▸ **Description of the task**
Could you recast the records below as a two-column CSV with the header "request,answer", one row per request, putting its text and its answer each in a single quoted field with any line breaks replaced by spaces?

▸ **Records shown**
################
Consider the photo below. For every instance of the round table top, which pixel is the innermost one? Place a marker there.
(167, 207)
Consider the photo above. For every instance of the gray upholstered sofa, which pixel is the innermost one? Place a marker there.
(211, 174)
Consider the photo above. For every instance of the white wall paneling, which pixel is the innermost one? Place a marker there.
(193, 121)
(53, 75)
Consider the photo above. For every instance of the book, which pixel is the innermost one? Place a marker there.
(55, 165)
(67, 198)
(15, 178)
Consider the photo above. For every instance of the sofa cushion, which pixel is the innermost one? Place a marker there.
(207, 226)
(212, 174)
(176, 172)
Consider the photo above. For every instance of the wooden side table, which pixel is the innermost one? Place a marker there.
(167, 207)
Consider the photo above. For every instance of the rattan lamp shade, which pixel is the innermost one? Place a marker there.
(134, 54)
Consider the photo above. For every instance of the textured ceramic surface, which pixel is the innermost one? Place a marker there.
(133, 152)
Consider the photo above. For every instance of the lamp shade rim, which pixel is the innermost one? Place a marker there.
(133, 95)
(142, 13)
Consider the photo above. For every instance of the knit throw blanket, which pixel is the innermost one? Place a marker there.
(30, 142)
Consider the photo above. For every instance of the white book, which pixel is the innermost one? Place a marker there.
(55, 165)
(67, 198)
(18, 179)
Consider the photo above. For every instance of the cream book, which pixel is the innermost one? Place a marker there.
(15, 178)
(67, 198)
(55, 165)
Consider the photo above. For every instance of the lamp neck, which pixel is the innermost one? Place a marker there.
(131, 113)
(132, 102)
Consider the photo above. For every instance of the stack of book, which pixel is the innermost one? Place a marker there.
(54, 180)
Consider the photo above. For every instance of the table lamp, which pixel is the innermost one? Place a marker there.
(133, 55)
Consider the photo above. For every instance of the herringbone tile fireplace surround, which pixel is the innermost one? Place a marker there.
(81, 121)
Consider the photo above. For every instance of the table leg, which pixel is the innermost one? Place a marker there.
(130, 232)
################
▸ **Result of this exercise**
request,answer
"Consider the photo below. For every instance of the round table top, which pixel is the innermost one? Place a marker there.","(167, 207)"
"Consider the photo above. For every instance of the gray upholstered sofa, which pixel is the innermost one? Place a marker there.","(211, 174)"
"Consider the photo above. For every instance of the white wall paneling, which pixel is the innermost one? Place a marker there.","(193, 121) (53, 75)"
"Consider the photo above. For every instance of the book, which pixel is the innermost one? Place a marker there.","(55, 165) (67, 198) (15, 178)"
"Consider the photo above. For every instance of the sofa cushion, which pixel is the innermost one? Place a marker there.","(207, 226) (212, 174) (176, 172)"
"Consider the photo above. For every instance of the wooden side table, which pixel is the innermost one? Place a marker there.","(167, 207)"
"Consider the photo above. For every instance of the rattan lamp shade, which pixel is the innermost one? Place a marker there.","(134, 54)"
"Consider the photo above. For every instance of the textured ceramic surface, which pixel is the innermost one? Place a marker there.","(133, 152)"
"Consider the photo above. For every instance of the lamp shade rim, which pixel is the innermost one? Place a marker there.","(133, 95) (142, 13)"
"Consider the photo above. For every instance of the knit throw blanket, which pixel is the innermost one? Place a marker there.","(30, 142)"
"Consider the photo above. For every instance of the white book, which pixel is the innermost one? Place a marker there.","(55, 165) (67, 198) (18, 179)"
"Consider the photo above. For every instance of the cream book, which pixel is the innermost one? Place a marker there.","(15, 178) (67, 198) (55, 165)"
"Consider the photo above. For every instance of the lamp neck, which pixel is the innermost one? Place a marker there.","(131, 113) (132, 102)"
"Consider the photo above. For every instance of the stack of book, which pixel is the innermost one? Place a marker there.","(54, 180)"
"Consider the photo above. For every instance of the table lamp, which pixel is the innermost one? Place a marker there.","(133, 55)"
"Consider the photo above. For every instance of the herringbone tile fireplace surround, which pixel is the innermost one? Place a marker there.","(81, 121)"
"Consider the photo above. For every instance of the table leg, which pixel is the innermost one? Place a marker there.","(130, 232)"